WHAT IS REQUIRED
State only how many lines below include the word "green".

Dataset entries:

▬▬▬▬▬▬▬▬▬▬

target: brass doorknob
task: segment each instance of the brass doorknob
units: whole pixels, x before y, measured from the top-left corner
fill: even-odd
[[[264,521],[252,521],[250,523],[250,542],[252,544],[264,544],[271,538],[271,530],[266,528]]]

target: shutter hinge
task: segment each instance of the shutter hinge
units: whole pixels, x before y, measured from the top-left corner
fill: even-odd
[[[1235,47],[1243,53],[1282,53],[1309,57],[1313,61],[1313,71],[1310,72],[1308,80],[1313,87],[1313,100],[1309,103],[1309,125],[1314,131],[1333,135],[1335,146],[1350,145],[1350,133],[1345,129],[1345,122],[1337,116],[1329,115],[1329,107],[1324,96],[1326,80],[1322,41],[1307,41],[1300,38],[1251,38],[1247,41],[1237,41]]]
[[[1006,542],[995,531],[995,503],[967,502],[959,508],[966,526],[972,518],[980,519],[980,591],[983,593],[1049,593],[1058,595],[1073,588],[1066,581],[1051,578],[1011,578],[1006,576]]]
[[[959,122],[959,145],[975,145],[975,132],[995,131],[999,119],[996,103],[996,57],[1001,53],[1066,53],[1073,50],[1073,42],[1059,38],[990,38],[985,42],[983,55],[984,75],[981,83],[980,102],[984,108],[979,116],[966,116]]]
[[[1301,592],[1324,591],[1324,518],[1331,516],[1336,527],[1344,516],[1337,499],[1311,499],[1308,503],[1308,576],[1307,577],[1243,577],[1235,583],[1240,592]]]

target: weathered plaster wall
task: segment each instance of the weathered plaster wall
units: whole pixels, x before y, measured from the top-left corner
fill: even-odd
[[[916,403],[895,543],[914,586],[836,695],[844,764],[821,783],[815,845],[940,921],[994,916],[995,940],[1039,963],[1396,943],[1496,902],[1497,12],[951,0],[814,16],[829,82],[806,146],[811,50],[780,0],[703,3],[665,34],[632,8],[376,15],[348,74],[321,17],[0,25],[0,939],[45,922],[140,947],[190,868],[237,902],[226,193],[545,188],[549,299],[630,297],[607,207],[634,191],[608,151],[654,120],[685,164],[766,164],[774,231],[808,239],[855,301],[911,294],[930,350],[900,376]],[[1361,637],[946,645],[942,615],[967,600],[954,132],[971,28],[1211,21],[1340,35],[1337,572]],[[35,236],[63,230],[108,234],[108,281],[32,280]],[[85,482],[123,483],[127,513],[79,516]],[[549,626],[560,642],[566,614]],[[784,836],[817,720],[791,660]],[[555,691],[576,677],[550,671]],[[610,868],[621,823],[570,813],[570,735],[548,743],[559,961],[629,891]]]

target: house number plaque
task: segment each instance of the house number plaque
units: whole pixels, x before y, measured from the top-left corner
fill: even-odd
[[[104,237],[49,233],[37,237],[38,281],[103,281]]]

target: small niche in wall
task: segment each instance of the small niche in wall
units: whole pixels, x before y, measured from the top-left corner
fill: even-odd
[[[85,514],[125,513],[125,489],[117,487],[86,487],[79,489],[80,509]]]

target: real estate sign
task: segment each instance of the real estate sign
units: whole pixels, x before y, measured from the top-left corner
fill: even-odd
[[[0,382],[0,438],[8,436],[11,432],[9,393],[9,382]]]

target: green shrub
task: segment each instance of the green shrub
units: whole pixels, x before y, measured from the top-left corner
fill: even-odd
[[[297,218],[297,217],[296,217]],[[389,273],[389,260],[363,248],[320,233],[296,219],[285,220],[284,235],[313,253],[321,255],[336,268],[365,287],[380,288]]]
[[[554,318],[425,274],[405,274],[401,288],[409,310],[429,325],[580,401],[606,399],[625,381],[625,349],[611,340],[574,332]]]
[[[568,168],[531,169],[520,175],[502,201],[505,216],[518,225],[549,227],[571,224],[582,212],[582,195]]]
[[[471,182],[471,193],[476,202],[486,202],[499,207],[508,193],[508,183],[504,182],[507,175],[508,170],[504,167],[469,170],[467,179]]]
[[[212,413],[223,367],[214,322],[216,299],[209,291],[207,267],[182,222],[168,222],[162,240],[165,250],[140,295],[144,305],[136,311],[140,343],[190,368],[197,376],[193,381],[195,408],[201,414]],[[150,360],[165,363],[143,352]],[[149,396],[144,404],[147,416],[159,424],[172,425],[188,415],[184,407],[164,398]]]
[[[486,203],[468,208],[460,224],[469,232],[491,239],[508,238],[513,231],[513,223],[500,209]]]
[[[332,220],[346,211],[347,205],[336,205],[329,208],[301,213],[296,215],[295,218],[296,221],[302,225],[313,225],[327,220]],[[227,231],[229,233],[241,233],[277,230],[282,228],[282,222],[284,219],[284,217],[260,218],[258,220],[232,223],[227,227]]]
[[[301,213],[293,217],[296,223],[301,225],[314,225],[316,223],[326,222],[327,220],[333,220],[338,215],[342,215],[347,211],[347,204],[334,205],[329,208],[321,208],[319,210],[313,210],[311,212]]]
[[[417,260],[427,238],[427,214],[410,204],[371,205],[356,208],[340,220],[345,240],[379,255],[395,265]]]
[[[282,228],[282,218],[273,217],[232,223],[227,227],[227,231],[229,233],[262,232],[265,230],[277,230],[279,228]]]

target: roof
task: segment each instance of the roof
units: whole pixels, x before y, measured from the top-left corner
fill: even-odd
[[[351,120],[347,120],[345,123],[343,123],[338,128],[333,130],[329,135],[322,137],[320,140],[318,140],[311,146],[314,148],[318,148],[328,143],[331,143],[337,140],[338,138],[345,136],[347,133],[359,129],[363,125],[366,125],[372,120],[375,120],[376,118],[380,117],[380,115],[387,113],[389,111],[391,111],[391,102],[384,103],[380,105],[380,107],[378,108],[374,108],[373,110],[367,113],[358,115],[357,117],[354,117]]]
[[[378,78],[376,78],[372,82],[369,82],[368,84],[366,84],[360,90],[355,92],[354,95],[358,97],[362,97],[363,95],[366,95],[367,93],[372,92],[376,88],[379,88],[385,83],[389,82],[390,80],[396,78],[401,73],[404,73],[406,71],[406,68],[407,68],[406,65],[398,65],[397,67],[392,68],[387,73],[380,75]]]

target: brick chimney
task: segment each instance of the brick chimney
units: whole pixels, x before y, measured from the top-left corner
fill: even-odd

▬▬▬▬▬▬▬▬▬▬

ANSWER SECTION
2